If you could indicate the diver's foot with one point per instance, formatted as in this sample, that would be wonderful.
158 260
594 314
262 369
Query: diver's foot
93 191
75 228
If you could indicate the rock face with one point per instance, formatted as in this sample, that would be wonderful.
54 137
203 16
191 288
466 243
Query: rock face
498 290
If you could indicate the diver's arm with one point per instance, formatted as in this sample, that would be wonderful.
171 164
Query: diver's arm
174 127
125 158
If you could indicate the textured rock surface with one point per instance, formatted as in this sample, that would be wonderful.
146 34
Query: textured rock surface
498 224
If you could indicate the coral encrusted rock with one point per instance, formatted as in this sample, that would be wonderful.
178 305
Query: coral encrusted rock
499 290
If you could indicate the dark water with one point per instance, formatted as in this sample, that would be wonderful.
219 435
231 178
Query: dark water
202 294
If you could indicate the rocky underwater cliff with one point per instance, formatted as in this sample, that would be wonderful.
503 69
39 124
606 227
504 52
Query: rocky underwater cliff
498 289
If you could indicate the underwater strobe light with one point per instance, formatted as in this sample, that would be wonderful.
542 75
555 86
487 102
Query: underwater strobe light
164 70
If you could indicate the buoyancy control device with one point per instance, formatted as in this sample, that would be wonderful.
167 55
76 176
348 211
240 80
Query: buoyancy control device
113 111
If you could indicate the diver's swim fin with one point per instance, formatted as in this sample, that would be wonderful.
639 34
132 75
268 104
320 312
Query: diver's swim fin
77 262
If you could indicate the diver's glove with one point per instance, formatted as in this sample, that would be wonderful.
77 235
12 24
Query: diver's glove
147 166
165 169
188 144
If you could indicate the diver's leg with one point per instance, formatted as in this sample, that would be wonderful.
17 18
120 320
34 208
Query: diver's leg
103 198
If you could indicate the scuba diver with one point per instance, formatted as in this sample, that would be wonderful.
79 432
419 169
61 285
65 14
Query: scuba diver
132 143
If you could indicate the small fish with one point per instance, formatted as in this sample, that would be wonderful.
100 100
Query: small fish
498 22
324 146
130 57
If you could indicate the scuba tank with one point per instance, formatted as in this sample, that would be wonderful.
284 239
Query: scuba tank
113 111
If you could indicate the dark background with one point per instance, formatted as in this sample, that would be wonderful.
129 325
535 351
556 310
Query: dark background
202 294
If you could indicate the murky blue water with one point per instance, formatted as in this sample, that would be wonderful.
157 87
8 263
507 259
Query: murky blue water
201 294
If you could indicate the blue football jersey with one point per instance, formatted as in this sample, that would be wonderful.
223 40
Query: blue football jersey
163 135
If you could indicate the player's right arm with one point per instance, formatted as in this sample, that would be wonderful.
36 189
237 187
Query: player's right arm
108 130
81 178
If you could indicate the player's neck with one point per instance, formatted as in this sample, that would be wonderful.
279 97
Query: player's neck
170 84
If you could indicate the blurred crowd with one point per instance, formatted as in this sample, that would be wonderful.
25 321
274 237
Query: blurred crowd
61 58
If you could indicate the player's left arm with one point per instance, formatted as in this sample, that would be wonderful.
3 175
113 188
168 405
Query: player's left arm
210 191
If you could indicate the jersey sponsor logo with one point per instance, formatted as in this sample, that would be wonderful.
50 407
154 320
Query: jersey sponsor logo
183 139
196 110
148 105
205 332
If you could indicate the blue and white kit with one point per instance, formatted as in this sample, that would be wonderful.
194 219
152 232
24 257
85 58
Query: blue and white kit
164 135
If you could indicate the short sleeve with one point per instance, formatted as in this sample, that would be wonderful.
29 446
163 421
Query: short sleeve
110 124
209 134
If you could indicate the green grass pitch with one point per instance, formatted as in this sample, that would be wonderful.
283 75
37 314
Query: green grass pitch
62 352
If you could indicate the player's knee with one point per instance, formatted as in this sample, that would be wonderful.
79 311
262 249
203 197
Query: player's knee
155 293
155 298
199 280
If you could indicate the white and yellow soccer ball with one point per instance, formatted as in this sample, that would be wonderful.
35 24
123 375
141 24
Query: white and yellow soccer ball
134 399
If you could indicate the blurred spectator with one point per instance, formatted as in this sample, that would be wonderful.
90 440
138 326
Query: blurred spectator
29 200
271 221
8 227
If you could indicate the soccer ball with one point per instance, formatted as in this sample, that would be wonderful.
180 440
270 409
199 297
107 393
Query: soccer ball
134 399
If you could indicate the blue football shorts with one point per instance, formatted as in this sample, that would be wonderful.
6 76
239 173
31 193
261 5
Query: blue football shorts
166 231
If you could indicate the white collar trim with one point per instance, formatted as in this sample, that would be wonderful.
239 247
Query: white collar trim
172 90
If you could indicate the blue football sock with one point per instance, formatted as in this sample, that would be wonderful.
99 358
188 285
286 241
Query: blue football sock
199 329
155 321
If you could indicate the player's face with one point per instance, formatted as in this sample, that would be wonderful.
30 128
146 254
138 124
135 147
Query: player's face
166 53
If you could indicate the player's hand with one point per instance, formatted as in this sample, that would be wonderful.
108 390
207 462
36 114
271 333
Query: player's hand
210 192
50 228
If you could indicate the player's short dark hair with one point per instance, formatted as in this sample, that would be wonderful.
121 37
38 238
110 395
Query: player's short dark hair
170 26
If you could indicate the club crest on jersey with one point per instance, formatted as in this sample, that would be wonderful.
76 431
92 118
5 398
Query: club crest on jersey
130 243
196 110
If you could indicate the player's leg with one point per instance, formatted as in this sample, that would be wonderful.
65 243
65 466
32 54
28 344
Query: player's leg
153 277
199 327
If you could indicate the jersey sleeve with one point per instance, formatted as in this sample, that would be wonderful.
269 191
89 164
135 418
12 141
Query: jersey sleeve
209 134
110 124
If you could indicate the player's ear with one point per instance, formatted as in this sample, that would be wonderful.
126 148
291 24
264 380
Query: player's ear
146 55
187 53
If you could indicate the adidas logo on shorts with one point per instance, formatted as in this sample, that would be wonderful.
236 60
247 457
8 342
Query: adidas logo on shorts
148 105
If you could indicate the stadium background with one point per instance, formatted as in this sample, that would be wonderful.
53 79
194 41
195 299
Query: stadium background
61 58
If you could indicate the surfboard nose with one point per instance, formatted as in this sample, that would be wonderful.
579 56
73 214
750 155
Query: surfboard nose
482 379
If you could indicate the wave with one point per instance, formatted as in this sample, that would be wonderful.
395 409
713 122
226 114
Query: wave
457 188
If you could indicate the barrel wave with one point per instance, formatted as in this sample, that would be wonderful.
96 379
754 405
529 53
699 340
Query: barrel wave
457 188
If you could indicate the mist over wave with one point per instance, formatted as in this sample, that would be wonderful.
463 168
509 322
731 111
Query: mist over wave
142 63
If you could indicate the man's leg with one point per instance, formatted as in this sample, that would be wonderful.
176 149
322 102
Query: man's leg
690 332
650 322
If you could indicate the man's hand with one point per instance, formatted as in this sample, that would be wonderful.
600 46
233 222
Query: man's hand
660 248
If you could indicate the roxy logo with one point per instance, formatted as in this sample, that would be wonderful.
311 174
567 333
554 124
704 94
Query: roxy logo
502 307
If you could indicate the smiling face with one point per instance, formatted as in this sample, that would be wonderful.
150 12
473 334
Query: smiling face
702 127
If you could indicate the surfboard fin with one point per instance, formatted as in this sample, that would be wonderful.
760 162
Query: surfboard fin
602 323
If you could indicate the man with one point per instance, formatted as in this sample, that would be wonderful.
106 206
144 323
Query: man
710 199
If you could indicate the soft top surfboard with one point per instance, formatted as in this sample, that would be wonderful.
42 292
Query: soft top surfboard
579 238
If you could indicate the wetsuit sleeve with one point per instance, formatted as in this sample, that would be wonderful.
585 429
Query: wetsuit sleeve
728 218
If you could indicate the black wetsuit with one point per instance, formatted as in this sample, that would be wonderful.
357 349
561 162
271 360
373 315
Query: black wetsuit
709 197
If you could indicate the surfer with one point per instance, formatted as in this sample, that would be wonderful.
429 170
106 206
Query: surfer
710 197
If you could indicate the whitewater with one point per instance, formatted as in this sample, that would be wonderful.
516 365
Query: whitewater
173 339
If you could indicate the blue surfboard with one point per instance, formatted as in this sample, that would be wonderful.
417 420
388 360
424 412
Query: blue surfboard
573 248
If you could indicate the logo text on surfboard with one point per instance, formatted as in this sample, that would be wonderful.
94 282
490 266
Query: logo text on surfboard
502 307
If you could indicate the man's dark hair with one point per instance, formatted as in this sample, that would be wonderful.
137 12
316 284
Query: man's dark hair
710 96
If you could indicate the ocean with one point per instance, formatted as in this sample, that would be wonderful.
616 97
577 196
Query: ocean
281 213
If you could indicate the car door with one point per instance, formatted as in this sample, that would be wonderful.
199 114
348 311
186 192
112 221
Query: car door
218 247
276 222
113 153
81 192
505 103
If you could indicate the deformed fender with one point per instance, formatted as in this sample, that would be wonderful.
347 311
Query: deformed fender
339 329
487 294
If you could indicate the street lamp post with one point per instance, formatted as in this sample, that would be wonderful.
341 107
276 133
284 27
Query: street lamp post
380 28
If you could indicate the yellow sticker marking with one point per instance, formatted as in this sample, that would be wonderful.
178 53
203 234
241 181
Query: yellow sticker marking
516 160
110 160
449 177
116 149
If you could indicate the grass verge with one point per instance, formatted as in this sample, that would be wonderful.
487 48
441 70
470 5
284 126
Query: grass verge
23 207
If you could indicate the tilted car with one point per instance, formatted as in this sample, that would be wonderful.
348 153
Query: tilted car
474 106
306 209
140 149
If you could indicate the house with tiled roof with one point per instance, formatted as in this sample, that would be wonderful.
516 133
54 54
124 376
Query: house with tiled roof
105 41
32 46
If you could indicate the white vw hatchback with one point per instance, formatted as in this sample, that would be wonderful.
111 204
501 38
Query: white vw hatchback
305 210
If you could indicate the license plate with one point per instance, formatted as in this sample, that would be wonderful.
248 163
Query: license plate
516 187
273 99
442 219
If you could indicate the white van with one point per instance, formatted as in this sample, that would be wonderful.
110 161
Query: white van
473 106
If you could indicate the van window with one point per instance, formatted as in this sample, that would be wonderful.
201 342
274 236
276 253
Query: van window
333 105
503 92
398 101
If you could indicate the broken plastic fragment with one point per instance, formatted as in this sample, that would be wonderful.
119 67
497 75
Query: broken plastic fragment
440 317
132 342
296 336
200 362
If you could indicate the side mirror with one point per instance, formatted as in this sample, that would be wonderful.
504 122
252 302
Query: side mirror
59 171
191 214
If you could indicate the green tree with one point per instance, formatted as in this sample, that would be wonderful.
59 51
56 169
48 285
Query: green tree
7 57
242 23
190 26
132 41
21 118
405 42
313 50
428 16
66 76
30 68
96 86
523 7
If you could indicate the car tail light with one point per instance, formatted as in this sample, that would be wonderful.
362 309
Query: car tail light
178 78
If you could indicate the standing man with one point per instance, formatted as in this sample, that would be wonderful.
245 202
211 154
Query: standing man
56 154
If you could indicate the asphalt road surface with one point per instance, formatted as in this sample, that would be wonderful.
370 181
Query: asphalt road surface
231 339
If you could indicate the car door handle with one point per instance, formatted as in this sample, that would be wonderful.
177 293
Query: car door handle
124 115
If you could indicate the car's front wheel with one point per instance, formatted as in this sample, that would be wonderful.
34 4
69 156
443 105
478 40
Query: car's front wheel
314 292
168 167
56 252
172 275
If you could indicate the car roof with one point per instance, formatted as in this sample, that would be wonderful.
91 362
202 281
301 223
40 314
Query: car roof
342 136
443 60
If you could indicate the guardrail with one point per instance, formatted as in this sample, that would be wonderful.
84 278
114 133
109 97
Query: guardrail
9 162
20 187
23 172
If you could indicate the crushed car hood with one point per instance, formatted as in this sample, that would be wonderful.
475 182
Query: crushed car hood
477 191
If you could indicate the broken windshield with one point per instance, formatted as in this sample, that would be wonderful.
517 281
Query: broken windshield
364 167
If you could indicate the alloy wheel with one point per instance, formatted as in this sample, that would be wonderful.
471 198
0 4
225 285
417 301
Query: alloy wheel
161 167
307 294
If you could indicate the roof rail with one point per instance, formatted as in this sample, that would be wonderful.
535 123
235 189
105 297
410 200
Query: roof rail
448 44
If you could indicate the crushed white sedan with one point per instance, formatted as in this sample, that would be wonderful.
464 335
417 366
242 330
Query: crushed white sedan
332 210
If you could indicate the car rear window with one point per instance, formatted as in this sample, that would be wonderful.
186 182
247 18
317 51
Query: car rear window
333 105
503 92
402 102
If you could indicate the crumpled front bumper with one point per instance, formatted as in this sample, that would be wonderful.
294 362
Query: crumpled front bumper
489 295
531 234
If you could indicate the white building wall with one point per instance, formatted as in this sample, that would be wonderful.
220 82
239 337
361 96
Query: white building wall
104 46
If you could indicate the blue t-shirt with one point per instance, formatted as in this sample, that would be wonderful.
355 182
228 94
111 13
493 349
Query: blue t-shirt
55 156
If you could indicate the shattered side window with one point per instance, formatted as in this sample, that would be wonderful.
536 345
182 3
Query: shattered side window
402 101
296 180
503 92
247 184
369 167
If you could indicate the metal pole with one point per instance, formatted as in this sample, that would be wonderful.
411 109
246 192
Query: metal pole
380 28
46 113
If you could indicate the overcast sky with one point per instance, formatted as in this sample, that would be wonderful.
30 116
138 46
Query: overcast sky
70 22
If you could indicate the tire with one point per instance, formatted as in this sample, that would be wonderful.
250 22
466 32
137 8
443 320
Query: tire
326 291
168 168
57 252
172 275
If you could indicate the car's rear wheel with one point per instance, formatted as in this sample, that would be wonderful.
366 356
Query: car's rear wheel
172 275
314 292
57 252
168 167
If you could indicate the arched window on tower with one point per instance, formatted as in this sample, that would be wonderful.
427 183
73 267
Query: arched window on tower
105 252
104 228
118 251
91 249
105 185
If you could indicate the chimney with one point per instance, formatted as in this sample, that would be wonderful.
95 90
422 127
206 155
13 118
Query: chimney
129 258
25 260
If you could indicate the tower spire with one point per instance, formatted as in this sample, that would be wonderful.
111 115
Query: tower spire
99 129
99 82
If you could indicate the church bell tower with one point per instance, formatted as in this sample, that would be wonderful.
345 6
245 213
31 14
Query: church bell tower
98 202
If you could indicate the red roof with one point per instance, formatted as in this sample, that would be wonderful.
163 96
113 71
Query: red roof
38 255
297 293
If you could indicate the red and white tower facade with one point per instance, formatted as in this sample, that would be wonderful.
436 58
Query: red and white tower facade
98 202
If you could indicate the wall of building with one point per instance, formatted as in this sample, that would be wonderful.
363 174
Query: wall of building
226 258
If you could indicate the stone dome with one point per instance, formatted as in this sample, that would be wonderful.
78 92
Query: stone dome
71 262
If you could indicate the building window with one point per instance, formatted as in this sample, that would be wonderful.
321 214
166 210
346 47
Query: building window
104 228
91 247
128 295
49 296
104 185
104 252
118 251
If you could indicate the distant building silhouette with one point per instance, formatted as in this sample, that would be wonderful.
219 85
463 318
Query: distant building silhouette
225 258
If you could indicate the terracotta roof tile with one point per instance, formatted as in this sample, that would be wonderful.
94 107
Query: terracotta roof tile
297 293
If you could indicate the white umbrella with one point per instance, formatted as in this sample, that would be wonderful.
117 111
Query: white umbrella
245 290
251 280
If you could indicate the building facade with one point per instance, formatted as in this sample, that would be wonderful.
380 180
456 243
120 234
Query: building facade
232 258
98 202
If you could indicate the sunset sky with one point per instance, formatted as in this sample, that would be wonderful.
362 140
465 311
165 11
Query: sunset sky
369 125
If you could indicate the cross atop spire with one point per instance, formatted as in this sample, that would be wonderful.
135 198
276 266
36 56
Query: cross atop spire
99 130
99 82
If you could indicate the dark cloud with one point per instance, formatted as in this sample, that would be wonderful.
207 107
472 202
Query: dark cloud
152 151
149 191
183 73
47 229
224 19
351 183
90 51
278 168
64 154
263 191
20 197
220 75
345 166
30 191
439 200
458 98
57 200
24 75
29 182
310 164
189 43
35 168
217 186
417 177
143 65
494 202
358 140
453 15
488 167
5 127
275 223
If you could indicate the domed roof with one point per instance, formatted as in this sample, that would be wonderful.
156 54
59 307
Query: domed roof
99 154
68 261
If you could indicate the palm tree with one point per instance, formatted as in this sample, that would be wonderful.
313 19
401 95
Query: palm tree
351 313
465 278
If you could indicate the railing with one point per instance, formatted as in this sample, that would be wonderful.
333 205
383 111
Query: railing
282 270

* _TASK REQUIREMENTS_: From the line holding "If you could indicate the sunset" down to the final line above, quote every line exactly and only those lines.

* _WRITTEN RESPONSE_:
If you could indicate the sunset sky with one point per instance, formatted as in this sample, that would be wonderful.
362 140
465 311
165 11
Query: sunset sky
369 125
If you could indicate the cross atop spire with one point per instance, formatted as in this sample, that would be wonderful.
135 198
276 266
36 56
Query: cross atop spire
99 130
99 82
If you could indicate the dark cloud with one point per instance, formatted as in this sample, that would be wonderful.
207 107
472 202
Query: dark cloud
152 151
149 191
183 73
47 229
224 19
351 183
90 51
278 168
64 154
263 191
20 197
220 75
345 166
30 191
439 200
458 98
57 200
24 75
29 182
310 164
189 43
35 168
217 186
417 177
143 65
494 202
358 140
453 15
488 167
5 127
275 223
If you could indicate the domed roof with one point per instance, formatted as in this sample, that would be wonderful.
156 54
59 307
Query: domed roof
99 154
68 261
If you could indicate the palm tree with one point per instance, formatted as in this sample, that would be wonderful.
313 19
401 95
Query: palm tree
351 313
465 278
If you could indicate the railing with one point per instance, formatted as in this sample, that would be wonderful.
333 205
383 111
Query: railing
282 270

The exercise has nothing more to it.